GIVEN EXERCISE 1: Copy the rows word for word, starting at the row that contains "of the herb" and ending at the row that contains "column 282, row 227". Leave the pictures out.

++++++++

Cheerio Scraper

  • apify/cheerio-scraper
  • Modified
  • Users 2.2k
  • Runs 37M
  • Created by Author's avatarApify

Crawls websites using raw HTTP requests, parses the HTML with the Cheerio library, and extracts data from the pages using a Node.js code. Supports both recursive crawling and lists of URLs. This actor is a high-performance alternative to apify/web-scraper for websites that do not require JavaScript.

To run the code examples, you need to have an Apify account. Replace <YOUR_API_TOKEN> in the code with your API token. For a more detailed explanation, please read about running actors via the API in Apify Docs.

import { ApifyClient } from 'apify-client';

// Initialize the ApifyClient with API token
const client = new ApifyClient({
    token: '<YOUR_API_TOKEN>',
});

// Prepare actor input
const input = {
    "startUrls": [
        {
            "url": "https://crawlee.dev"
        }
    ],
    "globs": [
        {
            "glob": "https://crawlee.dev/*/*"
        }
    ],
    "pseudoUrls": [],
    "linkSelector": "a[href]",
    "pageFunction": async function pageFunction(context) {
        const { $, request, log } = context;
    
        // The "$" property contains the Cheerio object which is useful
        // for querying DOM elements and extracting data from them.
        const pageTitle = $('title').first().text();
    
        // The "request" property contains various information about the web page loaded. 
        const url = request.url;
        
        // Use "log" object to print information to actor log.
        log.info('Page scraped', { url, pageTitle });
    
        // Return an object with the data extracted from the page.

++++++++

GIVEN EXERCISE 2: Continue the Cheerio Scraper page from where it stops.

++++++++

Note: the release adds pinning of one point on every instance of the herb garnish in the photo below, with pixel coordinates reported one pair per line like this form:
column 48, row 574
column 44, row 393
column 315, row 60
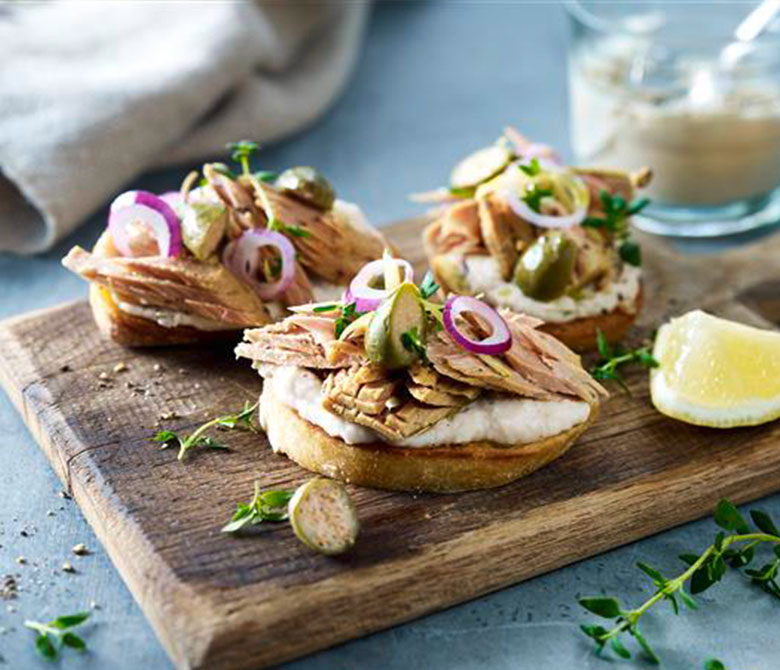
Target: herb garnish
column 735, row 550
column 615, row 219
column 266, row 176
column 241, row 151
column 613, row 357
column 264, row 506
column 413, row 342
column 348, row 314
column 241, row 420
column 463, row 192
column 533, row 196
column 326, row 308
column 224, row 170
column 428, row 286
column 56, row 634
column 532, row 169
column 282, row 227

++++++++

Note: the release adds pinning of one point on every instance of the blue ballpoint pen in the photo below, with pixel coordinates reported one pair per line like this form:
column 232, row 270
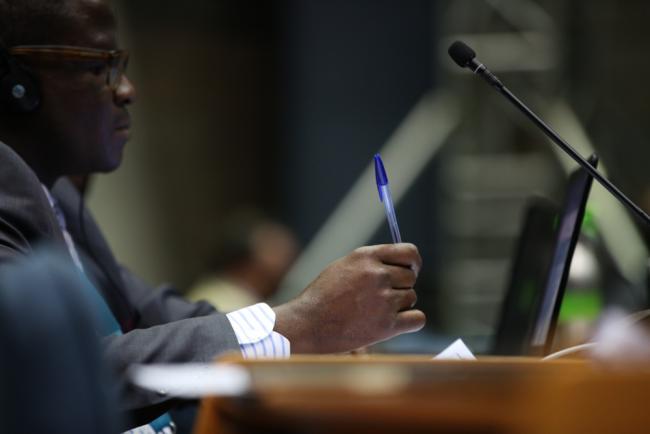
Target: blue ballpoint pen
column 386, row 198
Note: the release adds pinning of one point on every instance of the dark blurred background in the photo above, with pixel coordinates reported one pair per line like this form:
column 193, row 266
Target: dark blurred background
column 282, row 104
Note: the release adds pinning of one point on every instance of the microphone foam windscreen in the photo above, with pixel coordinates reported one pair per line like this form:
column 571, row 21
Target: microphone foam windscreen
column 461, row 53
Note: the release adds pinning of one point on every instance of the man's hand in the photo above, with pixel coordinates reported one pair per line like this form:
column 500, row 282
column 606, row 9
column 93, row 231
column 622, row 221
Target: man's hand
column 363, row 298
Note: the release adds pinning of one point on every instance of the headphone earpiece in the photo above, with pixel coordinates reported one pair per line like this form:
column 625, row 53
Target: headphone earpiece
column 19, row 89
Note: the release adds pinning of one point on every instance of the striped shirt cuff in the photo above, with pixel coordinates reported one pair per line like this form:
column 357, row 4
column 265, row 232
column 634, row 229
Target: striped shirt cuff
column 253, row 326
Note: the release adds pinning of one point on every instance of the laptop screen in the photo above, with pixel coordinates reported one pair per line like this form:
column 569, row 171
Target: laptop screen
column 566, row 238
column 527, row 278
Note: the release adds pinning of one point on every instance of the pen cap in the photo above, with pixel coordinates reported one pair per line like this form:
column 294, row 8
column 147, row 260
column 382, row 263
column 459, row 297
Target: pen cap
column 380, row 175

++++++++

FINAL RESULT 1:
Note: the release adds pinning of one point on every instance of the herb garnish in the photo below, with pixel coordinates reported one pair per line like this form:
column 48, row 574
column 44, row 393
column 315, row 60
Target: herb garnish
column 735, row 550
column 615, row 219
column 266, row 176
column 241, row 151
column 613, row 357
column 264, row 506
column 413, row 342
column 348, row 314
column 241, row 420
column 463, row 192
column 533, row 196
column 326, row 308
column 224, row 170
column 428, row 286
column 56, row 634
column 532, row 169
column 282, row 227

FINAL RESULT 2:
        // It will be stored to the resulting dataset.
        return {
            url,
            pageTitle
        };
    },
    "proxyConfiguration": {
        "useApifyProxy": true
    },
    "initialCookies": [],
    "additionalMimeTypes": [],
    "preNavigationHooks": `// We need to return array of (possibly async) functions here.
        // The functions accept two arguments: the "crawlingContext" object
        // and "requestAsBrowserOptions" which are passed to the `requestAsBrowser()`
        // function the crawler calls to navigate..
        [
            async (crawlingContext, requestAsBrowserOptions) => {
                // ...
            }
        ]`,
    "postNavigationHooks": `// We need to return array of (possibly async) functions here.
        // The functions accept a single argument: the "crawlingContext" object.
        [
            async (crawlingContext) => {
                // ...
            },
        ]`,
    "customData": {}
};

(async () => {
    // Run the actor and wait for it to finish
    const run = await client.actor("apify/cheerio-scraper").call(input);

    // Fetch and print actor results from the run's dataset (if any)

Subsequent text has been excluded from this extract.